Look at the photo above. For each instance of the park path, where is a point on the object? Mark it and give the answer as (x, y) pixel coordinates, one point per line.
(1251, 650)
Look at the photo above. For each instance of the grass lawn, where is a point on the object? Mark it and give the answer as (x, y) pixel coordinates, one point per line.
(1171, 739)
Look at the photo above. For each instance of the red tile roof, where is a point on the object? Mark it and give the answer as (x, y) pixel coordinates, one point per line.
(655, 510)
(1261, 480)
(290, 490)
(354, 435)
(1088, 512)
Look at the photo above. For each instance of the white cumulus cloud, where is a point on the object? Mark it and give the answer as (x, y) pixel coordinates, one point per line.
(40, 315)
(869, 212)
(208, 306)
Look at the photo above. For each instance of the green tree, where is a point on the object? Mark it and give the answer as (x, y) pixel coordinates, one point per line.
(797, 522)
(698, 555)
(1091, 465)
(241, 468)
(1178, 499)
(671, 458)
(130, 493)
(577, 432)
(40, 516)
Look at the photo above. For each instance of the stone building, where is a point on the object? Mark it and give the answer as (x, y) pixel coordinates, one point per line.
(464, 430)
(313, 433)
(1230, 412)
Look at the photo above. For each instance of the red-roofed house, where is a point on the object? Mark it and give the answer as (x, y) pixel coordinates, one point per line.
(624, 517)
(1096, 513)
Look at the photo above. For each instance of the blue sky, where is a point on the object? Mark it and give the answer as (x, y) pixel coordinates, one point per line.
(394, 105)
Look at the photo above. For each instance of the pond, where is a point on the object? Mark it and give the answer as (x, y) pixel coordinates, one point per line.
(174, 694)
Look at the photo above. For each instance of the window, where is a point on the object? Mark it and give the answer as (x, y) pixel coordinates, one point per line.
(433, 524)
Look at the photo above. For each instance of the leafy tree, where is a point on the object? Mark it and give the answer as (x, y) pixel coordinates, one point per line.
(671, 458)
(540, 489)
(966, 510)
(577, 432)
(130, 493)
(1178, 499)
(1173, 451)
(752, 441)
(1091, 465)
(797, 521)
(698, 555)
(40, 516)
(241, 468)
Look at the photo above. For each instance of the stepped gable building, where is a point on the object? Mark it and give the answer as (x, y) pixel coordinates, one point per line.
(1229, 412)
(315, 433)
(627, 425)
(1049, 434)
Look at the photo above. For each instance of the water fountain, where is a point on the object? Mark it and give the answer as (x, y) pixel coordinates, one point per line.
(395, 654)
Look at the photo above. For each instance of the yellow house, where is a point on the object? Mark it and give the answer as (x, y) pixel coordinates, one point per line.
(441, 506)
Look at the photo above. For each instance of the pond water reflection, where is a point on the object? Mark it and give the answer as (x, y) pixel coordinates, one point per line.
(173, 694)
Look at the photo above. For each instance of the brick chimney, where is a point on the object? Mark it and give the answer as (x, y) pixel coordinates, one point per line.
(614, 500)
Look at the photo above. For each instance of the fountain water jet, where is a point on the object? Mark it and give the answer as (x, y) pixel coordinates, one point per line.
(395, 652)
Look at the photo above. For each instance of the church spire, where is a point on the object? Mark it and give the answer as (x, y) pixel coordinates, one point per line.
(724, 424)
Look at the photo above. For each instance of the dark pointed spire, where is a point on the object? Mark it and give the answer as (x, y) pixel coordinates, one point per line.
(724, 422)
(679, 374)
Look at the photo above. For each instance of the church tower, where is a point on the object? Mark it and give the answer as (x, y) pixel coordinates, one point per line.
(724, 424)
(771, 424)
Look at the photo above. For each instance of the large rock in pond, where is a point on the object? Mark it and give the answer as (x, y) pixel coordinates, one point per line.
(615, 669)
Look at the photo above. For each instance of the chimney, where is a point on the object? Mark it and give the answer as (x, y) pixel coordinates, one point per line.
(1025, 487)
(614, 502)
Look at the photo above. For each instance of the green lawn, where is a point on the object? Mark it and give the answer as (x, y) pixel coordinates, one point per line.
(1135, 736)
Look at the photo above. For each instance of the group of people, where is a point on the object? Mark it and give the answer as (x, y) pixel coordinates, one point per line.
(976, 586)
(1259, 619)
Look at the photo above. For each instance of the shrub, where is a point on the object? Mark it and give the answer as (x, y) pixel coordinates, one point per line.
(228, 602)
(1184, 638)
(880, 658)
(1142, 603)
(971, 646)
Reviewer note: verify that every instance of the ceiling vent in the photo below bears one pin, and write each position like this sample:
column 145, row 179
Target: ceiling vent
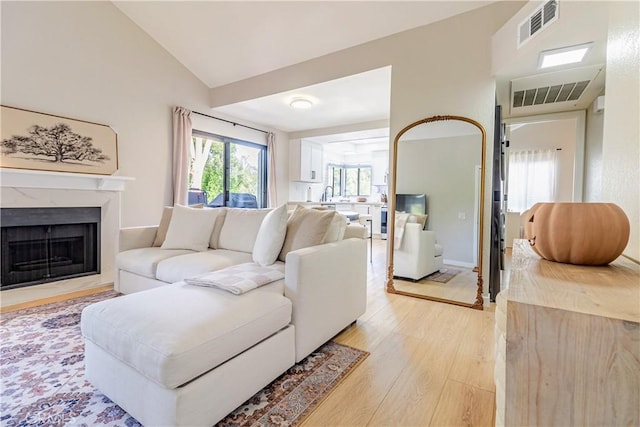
column 549, row 94
column 539, row 19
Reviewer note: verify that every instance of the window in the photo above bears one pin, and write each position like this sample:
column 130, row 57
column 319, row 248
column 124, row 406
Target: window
column 532, row 178
column 350, row 180
column 227, row 172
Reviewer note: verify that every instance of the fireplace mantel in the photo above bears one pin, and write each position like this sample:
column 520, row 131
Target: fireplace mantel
column 23, row 178
column 41, row 189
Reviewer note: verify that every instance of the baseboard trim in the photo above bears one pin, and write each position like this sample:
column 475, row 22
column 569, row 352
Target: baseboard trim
column 56, row 298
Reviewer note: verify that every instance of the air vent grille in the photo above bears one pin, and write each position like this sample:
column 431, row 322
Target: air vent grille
column 538, row 20
column 549, row 94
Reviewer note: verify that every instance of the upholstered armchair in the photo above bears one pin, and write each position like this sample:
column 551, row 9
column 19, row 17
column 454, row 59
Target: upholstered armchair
column 419, row 255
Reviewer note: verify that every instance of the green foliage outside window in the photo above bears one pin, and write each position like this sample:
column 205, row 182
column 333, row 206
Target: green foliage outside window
column 243, row 176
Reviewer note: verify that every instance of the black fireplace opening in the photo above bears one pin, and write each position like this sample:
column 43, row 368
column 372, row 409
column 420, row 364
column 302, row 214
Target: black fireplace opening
column 40, row 245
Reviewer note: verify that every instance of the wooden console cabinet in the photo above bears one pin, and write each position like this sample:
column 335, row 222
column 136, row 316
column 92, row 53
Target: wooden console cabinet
column 568, row 343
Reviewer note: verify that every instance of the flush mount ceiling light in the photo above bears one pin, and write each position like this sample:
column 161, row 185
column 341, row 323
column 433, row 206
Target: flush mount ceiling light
column 563, row 56
column 300, row 103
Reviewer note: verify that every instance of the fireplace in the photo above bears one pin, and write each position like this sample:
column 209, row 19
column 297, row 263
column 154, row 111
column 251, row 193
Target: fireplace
column 40, row 245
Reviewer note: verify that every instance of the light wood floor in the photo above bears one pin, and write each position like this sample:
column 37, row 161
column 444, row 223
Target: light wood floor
column 462, row 287
column 431, row 364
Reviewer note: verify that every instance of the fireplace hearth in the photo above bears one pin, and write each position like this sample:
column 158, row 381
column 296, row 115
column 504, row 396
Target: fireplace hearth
column 41, row 245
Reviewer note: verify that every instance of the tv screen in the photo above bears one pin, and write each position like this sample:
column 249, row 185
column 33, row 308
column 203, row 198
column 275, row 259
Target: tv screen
column 411, row 203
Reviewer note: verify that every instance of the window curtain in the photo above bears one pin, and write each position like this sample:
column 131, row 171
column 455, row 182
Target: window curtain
column 181, row 154
column 532, row 178
column 272, row 194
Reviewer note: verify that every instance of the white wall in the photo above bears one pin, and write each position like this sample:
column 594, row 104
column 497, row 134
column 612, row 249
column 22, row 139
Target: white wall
column 86, row 60
column 592, row 191
column 444, row 169
column 621, row 147
column 442, row 68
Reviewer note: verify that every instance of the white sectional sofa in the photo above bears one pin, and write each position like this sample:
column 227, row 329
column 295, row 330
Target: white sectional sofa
column 171, row 353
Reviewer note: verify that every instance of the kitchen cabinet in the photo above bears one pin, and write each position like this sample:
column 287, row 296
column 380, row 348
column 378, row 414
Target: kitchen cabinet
column 361, row 209
column 379, row 167
column 305, row 160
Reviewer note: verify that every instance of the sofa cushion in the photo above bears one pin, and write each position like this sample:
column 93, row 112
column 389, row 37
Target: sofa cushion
column 437, row 250
column 180, row 267
column 305, row 227
column 240, row 229
column 161, row 233
column 215, row 235
column 177, row 332
column 270, row 236
column 144, row 261
column 190, row 228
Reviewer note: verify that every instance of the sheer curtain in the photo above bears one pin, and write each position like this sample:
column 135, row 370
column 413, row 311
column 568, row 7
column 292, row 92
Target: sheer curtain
column 532, row 178
column 272, row 194
column 182, row 129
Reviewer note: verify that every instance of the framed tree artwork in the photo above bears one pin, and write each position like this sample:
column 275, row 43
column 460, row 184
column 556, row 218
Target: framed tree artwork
column 31, row 140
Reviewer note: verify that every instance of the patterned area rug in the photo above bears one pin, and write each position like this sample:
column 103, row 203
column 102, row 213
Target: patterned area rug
column 443, row 276
column 43, row 384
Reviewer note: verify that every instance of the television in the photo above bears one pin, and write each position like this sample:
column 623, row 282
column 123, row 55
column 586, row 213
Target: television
column 411, row 203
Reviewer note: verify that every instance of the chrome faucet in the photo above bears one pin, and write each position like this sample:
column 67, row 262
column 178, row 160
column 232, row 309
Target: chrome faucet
column 324, row 197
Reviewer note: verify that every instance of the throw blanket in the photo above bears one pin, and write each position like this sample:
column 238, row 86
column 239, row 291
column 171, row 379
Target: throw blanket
column 401, row 221
column 240, row 278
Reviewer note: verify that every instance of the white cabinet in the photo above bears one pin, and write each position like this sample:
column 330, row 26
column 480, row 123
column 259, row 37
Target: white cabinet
column 305, row 161
column 379, row 167
column 361, row 209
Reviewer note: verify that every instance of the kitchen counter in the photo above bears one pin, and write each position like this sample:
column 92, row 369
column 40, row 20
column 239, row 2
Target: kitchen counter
column 336, row 203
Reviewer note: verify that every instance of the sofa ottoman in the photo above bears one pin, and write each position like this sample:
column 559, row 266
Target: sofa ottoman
column 186, row 355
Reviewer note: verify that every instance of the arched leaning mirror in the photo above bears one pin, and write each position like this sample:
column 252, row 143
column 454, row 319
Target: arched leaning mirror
column 435, row 211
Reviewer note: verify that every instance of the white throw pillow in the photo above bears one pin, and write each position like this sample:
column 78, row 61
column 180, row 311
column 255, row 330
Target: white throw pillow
column 270, row 236
column 190, row 228
column 240, row 229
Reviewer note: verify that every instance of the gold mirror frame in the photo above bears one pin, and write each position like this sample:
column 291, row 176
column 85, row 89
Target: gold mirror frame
column 479, row 303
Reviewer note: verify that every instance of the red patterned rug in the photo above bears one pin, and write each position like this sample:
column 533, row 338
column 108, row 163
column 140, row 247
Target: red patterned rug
column 43, row 384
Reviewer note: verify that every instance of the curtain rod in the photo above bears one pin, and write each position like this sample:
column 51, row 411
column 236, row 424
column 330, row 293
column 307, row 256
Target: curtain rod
column 233, row 123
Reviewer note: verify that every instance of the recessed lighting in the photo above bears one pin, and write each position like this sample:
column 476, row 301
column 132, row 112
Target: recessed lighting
column 300, row 103
column 563, row 56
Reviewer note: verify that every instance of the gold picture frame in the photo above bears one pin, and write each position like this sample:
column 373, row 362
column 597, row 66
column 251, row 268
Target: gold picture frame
column 46, row 142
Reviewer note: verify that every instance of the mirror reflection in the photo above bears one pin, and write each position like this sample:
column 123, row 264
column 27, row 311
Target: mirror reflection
column 438, row 199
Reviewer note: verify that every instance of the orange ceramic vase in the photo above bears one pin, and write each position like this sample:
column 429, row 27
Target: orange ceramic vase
column 577, row 233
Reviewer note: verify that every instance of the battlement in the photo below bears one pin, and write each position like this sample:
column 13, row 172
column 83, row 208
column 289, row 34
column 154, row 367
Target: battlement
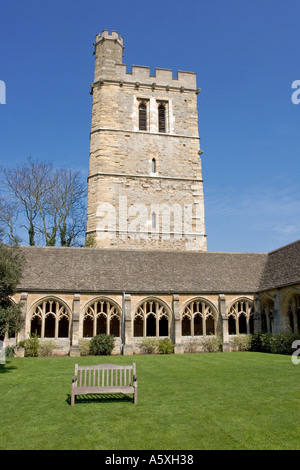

▸ **What you are asked to do**
Looking at the entries above, can you reproduce exactly the lines from the one that holds "Reviewer note: verify that every instance of the tv" through the one that holds "column 455, row 182", and only those?

▸ **Task answer**
Reviewer note: verify that every instance of the tv screen in the photo above bears one pin, and write each position like this sample:
column 249, row 185
column 33, row 308
column 203, row 198
column 275, row 259
Target: tv screen
column 411, row 203
Reviewer note: verify that every instance of the window curtain in the photo above bears one pin, and write each position like this sample:
column 131, row 171
column 455, row 182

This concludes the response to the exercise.